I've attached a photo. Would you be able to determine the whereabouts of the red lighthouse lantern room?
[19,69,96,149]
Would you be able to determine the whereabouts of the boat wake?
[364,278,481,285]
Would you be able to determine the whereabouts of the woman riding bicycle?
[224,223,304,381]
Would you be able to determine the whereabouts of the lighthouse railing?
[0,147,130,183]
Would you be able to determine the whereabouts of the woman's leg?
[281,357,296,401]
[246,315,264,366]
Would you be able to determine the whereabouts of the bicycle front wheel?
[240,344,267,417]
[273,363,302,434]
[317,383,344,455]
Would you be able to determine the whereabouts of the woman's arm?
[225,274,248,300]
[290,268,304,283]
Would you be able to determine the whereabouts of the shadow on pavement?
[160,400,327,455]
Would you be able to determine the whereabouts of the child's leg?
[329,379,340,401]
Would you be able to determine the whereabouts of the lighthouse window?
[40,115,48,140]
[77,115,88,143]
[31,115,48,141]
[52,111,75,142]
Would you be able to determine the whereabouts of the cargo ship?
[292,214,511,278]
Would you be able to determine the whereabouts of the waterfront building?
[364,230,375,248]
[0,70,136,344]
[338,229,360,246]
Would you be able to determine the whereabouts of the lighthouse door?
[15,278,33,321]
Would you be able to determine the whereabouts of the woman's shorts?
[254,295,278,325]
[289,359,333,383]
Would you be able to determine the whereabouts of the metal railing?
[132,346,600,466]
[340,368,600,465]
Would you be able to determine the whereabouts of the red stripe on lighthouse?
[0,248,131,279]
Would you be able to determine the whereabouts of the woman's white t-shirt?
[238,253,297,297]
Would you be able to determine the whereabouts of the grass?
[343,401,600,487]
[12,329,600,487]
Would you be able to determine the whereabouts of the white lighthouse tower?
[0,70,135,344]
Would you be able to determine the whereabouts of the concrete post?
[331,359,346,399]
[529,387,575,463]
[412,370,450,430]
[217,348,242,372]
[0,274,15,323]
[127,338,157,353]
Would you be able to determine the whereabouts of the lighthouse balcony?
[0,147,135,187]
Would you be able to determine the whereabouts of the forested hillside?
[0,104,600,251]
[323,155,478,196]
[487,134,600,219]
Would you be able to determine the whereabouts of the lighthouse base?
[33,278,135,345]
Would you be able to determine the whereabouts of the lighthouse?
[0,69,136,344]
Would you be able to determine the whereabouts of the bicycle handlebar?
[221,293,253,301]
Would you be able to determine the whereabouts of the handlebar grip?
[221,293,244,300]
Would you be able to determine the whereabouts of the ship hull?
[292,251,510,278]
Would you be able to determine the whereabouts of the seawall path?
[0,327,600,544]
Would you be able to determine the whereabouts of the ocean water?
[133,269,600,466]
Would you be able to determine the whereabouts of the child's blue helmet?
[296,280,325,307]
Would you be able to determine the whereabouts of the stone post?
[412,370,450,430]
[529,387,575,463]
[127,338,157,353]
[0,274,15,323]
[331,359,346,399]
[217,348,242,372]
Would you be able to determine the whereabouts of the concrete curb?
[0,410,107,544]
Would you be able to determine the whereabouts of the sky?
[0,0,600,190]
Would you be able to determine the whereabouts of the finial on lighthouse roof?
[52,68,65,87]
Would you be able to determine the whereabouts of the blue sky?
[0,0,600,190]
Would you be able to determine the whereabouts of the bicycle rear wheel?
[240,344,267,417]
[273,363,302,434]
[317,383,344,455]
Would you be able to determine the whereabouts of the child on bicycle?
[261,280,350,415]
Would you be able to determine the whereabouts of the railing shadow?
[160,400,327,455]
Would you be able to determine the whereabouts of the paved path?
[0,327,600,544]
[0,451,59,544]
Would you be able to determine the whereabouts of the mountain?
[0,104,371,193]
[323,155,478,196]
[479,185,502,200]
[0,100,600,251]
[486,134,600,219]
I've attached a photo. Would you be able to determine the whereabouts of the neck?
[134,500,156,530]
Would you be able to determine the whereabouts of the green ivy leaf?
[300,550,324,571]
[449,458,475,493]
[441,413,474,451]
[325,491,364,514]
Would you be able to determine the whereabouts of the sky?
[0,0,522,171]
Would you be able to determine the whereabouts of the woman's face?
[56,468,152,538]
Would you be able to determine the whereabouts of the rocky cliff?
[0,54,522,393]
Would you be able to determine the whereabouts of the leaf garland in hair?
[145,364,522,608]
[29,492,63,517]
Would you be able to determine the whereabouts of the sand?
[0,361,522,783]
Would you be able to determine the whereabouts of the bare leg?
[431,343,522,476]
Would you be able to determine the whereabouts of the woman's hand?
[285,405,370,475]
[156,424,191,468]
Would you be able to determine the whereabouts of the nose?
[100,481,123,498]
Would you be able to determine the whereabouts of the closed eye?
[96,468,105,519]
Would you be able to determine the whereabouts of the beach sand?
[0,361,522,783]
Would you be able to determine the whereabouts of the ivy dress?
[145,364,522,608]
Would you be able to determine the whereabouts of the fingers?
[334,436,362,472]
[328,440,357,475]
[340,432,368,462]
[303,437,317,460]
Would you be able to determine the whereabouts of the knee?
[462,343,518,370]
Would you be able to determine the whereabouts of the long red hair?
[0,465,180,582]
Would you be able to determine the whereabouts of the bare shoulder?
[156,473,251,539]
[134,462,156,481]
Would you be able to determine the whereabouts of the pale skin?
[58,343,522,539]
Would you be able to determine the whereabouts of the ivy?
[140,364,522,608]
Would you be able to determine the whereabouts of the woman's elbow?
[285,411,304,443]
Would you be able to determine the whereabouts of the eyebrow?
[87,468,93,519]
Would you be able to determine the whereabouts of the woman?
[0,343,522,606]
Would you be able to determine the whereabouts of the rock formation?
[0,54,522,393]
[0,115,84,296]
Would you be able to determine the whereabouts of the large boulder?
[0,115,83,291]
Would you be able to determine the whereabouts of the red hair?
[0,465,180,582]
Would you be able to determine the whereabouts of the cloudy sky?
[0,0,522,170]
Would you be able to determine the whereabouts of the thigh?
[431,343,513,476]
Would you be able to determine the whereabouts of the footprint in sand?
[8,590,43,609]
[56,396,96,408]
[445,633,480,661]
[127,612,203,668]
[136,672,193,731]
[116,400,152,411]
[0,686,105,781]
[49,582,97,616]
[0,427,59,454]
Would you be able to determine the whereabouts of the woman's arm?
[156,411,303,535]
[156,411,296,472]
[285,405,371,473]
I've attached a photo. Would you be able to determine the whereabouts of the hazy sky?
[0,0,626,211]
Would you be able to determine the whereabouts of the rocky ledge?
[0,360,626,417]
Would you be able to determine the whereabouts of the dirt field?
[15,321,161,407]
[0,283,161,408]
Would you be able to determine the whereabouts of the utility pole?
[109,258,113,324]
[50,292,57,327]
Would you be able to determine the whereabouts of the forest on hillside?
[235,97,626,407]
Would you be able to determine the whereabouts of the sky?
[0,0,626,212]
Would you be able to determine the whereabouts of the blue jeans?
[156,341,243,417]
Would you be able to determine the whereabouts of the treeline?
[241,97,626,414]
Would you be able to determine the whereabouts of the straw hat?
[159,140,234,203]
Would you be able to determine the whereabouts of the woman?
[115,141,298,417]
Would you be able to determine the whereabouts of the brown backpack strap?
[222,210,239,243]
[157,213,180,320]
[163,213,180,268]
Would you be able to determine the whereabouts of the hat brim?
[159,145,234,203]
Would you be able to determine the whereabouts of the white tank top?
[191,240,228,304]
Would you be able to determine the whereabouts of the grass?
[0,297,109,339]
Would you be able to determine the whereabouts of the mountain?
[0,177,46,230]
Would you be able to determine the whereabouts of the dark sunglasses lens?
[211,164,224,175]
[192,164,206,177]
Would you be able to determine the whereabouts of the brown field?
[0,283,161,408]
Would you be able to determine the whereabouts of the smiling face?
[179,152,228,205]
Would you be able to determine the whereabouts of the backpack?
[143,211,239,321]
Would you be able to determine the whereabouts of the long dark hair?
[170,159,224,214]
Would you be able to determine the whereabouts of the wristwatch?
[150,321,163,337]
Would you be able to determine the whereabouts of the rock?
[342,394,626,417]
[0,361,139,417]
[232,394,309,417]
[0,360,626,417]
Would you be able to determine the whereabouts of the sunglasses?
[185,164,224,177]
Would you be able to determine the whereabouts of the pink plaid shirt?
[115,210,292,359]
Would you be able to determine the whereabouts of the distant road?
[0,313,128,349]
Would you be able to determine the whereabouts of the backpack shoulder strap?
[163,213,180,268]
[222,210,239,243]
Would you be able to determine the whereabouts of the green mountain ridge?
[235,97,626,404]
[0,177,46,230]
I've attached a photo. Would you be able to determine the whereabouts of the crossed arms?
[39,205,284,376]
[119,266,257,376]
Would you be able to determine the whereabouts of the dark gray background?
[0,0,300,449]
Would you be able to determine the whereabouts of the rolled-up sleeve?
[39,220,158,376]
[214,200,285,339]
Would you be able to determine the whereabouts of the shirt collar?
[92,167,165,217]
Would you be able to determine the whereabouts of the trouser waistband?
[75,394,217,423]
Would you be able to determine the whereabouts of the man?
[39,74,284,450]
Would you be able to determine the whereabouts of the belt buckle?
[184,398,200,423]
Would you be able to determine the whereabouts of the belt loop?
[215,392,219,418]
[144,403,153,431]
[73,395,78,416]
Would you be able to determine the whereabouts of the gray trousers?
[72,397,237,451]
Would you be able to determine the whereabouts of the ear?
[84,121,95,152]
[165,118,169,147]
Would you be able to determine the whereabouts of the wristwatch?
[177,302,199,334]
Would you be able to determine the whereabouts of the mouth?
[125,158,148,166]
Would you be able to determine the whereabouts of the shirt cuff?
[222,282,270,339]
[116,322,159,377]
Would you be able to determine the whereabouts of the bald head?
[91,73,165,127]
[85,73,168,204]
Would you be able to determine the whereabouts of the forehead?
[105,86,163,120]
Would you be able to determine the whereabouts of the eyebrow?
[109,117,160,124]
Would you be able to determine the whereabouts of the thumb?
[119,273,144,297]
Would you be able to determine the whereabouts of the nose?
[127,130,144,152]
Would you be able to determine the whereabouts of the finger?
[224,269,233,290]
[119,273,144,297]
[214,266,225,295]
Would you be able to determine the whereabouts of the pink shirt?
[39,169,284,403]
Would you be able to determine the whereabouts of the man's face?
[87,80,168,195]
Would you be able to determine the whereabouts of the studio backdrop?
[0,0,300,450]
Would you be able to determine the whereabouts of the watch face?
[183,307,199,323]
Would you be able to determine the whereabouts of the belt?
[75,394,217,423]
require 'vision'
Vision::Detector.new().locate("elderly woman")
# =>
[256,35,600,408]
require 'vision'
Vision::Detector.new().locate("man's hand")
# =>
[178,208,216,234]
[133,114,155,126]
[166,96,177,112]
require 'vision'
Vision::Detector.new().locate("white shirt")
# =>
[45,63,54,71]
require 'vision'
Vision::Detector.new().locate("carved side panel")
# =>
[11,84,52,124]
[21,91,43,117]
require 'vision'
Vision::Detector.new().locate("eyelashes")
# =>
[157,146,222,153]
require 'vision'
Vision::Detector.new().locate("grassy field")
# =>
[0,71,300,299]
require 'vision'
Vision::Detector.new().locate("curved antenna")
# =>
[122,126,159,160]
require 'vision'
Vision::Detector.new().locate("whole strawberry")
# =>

---*---

Requirements - Output the lines of the records as a JSON list of strings, one string per line and no blank lines. Begin with the line that contains "white tank top?" and stop after the line that contains "[192,164,206,177]".

Solution to this exercise -
[
  "Would you be able to determine the whereabouts of the white tank top?",
  "[191,240,228,304]",
  "Would you be able to determine the whereabouts of the grass?",
  "[0,297,109,339]",
  "Would you be able to determine the whereabouts of the mountain?",
  "[0,177,46,230]",
  "Would you be able to determine the whereabouts of the dark sunglasses lens?",
  "[211,164,224,175]",
  "[192,164,206,177]"
]